▽
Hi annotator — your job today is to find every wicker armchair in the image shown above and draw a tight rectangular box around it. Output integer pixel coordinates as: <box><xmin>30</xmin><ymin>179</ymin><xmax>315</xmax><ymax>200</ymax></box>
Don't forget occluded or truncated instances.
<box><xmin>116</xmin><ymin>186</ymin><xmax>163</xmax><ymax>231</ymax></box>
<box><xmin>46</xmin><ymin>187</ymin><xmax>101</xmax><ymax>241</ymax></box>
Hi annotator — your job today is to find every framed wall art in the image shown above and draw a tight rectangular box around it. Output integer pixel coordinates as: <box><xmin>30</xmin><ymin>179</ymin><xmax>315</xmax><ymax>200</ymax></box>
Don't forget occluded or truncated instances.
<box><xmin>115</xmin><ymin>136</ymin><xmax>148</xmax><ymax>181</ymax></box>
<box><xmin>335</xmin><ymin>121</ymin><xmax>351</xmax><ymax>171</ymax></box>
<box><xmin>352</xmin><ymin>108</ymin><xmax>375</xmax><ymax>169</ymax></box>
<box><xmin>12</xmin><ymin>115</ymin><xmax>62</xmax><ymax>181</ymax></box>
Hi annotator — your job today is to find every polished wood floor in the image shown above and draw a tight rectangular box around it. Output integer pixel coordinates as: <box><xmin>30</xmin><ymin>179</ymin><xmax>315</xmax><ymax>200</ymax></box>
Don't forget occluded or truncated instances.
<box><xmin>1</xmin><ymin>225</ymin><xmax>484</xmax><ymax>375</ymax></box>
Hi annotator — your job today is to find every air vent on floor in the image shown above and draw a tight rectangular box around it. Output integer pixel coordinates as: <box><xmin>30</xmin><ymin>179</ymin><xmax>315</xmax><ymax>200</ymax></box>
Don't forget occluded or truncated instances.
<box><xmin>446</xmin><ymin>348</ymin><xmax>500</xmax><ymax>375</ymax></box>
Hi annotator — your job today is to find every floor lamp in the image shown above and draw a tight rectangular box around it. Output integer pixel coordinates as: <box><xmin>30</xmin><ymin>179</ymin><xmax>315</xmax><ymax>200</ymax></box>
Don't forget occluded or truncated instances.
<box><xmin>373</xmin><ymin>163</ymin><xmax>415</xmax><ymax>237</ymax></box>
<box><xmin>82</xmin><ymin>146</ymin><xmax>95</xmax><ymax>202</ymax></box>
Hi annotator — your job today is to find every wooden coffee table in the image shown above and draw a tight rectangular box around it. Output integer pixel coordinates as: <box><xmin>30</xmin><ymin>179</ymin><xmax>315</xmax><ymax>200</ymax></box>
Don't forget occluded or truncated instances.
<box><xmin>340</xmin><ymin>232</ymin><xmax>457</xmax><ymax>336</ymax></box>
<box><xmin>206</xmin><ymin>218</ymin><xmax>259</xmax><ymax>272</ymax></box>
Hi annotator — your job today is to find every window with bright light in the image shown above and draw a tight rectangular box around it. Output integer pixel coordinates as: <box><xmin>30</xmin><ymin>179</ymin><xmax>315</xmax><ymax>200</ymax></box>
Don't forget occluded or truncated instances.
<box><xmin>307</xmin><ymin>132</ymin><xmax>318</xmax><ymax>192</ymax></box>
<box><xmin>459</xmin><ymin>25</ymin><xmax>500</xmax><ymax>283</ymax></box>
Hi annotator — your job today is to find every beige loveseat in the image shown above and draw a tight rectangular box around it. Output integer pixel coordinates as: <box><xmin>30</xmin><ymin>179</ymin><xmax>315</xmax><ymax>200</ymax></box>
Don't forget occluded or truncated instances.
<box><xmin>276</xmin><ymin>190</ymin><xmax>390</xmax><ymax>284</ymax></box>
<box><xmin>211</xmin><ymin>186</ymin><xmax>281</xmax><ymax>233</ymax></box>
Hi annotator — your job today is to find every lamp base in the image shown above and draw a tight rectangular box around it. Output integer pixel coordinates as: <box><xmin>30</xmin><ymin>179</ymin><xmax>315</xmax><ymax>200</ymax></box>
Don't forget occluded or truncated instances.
△
**Request:**
Convert the stretch from the line containing "Hi annotator — your job today is to find every wooden" through the end of the material above into a JSON list of strings, with one string per line and blank lines left out.

**Reply:**
[
  "Hi annotator — your job today is to find every wooden coffee table in the image shown above and draw a tight rectangular box around it. Output integer pixel coordinates as: <box><xmin>30</xmin><ymin>179</ymin><xmax>315</xmax><ymax>200</ymax></box>",
  "Don't forget occluded or truncated instances.",
  "<box><xmin>340</xmin><ymin>232</ymin><xmax>457</xmax><ymax>336</ymax></box>",
  "<box><xmin>206</xmin><ymin>218</ymin><xmax>259</xmax><ymax>272</ymax></box>",
  "Hi annotator — your job today is to find every window with bright light in the image shown above and draw a tight rectangular box around it. Output integer pixel coordinates as: <box><xmin>30</xmin><ymin>179</ymin><xmax>315</xmax><ymax>200</ymax></box>",
  "Don't forget occluded or truncated instances.",
  "<box><xmin>307</xmin><ymin>132</ymin><xmax>318</xmax><ymax>192</ymax></box>",
  "<box><xmin>459</xmin><ymin>25</ymin><xmax>500</xmax><ymax>283</ymax></box>",
  "Hi annotator — your job today is to find every beige loveseat in the image shown above and draw a tight rectangular box around it. Output integer pixel coordinates as: <box><xmin>30</xmin><ymin>179</ymin><xmax>315</xmax><ymax>200</ymax></box>",
  "Don't forget occluded or truncated instances.",
  "<box><xmin>276</xmin><ymin>190</ymin><xmax>390</xmax><ymax>284</ymax></box>",
  "<box><xmin>211</xmin><ymin>186</ymin><xmax>281</xmax><ymax>233</ymax></box>",
  "Hi annotator — your job today is to find every lamp base in the image shown above and draw a tight rectangular box around it. Output integer pixel coordinates as: <box><xmin>30</xmin><ymin>179</ymin><xmax>315</xmax><ymax>200</ymax></box>",
  "Don't forget occluded or truncated instances."
]